___ Exercise text

History

United States
- Name: John Barton Payne
- Namesake: John Barton Payne
- Owner: War Shipping Administration (WSA)
- Operator: Isthmian Steamship Co.
- Ordered: as type (Z-EC2-S-C2) hull, MC hull 1535
- Builder: J.A. Jones Construction, Panama City, Florida
- Cost: $1,862,684
- Yard number: 17
- Way number: 5
- Laid down: 11 August 1943
- Launched: 23 October 1943
- Completed: 30 November 1943
- Identification: Call Signal: KYLV; ;
- Fate: Laid up in National Defense Reserve Fleet, Mobile, Alabama, 21 November 1947; Sold for scrapping, 28 October 1971;

General characteristics
- Class & type: type Z-EC2-S-C2, army tank transport
- Tonnage: 10,865 LT DWT; 7,176 GRT;
- Displacement: 3,380 long tons (3,434 t) (light); 14,245 long tons (14,474 t) (max);
- Length: 441 feet 6 inches (135 m) oa; 416 feet (127 m) pp; 427 feet (130 m) lwl;
- Beam: 57 feet (17 m)
- Draft: 27 ft 9.25 in (8.4646 m)
- Installed power: 2 × Oil fired 450 °F (232 °C) boilers, operating at 220 psi (1,500 kPa); 2,500 hp (1,900 kW);
- Propulsion: 1 × triple-expansion steam engine, (manufactured by Filer and Stowell, Milwaukee, Wisconsin); 1 × screw propeller;
- Speed: 11.5 knots (21.3 km/h; 13.2 mph)

______
___ Provided data

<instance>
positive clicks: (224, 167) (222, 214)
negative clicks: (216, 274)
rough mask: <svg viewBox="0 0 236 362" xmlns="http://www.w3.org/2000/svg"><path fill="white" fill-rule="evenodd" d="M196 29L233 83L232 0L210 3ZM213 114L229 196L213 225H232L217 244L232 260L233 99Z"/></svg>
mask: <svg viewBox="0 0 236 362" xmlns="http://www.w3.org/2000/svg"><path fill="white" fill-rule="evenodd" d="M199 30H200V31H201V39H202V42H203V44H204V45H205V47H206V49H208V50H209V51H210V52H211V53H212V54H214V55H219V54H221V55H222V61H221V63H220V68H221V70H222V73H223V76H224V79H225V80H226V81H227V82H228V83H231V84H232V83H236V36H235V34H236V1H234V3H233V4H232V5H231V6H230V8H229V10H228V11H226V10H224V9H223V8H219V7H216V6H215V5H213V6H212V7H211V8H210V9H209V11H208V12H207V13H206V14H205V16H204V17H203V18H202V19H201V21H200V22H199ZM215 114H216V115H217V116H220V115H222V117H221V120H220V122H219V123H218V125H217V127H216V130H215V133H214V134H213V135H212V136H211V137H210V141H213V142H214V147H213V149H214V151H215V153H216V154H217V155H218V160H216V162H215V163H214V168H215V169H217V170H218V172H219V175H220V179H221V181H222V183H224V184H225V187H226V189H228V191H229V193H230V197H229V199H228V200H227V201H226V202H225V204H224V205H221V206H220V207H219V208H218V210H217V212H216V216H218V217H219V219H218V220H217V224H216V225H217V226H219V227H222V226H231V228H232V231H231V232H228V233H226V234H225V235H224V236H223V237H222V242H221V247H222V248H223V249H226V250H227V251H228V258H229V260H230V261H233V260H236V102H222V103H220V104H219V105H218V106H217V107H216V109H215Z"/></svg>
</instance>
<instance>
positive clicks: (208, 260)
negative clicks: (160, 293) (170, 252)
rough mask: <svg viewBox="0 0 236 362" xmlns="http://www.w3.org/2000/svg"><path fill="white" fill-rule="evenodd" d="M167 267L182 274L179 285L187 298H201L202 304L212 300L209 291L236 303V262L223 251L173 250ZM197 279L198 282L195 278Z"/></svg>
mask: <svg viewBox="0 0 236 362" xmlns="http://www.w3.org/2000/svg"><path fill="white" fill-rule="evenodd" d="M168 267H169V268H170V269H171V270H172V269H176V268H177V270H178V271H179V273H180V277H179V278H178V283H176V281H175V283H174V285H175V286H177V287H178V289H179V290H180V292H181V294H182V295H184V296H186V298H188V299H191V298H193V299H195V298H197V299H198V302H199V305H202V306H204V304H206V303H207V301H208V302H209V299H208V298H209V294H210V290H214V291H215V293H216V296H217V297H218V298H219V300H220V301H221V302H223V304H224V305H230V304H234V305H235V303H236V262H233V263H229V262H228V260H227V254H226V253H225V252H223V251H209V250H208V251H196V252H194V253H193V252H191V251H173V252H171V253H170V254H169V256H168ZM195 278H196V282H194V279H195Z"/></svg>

______

» Required actions
(a) From the John Barton Payne ship entry, extract the stretch from "General characteristics" through "in (8.4646 m)".
(b) Using the John Barton Payne ship entry, answer these:
(i) Which company built the ship, and where?
(ii) On what date was the ship launched?
(iii) Who manufactured its triple-expansion steam engine?

» Solutions in order
(a)
General characteristics
- Class & type: type Z-EC2-S-C2, army tank transport
- Tonnage: 10,865 LT DWT; 7,176 GRT;
- Displacement: 3,380 long tons (3,434 t) (light); 14,245 long tons (14,474 t) (max);
- Length: 441 feet 6 inches (135 m) oa; 416 feet (127 m) pp; 427 feet (130 m) lwl;
- Beam: 57 feet (17 m)
- Draft: 27 ft 9.25 in (8.4646 m)

(b)
(i) J.A. Jones Construction, Panama City, Florida
(ii) 23 October 1943
(iii) Filer and Stowell, Milwaukee, Wisconsin